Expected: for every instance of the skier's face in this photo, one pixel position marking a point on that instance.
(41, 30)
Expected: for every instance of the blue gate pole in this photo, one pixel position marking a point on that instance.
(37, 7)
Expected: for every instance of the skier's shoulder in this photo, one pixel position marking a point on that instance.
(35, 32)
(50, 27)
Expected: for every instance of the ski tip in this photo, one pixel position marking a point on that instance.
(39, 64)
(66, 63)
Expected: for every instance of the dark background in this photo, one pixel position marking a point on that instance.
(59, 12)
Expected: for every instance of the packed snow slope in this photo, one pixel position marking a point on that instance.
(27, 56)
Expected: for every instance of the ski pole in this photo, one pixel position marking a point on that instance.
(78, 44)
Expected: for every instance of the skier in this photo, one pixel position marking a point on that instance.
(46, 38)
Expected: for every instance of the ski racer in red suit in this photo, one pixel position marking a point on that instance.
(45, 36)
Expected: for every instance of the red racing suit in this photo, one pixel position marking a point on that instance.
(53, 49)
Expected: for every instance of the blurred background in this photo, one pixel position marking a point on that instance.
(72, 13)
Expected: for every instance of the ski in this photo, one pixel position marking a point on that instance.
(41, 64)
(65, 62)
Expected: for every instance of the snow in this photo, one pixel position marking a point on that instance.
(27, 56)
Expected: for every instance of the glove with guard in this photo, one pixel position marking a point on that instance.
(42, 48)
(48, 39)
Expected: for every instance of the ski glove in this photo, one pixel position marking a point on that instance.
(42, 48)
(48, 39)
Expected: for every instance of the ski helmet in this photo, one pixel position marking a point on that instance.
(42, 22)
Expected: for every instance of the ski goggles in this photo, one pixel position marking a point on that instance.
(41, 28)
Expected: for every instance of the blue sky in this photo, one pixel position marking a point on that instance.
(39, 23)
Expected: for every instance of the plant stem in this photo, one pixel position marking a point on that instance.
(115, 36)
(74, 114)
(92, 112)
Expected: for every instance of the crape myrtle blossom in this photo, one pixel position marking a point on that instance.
────────
## GIVEN EXERCISE
Copy out the material above, from the line with "Expected: for every instance of the glove" up to and including its last line, without changing anything.

## RESULT BELOW
Expected: for every instance of the glove with guard in this photo, one pixel position marking a point on that instance.
(42, 48)
(48, 39)
Expected: for every instance of the ski glove in this photo, one pixel position marking a point on that instance.
(42, 48)
(48, 39)
Expected: for every instance of the ski helmet in this photo, one pixel position marking a point on that instance.
(42, 22)
Expected: for every instance of the ski goggles in this photo, one pixel position marking a point on that instance.
(41, 28)
Expected: for every instance of the blue sky in this photo, one pixel position marking a point on that instance.
(39, 23)
Expected: for every instance of the plant stem in this photo, one pixel position marking a point on that instance.
(115, 36)
(74, 114)
(92, 112)
Expected: for every instance of the crape myrtle blossom in this photo, one pixel position marking a point on that instance.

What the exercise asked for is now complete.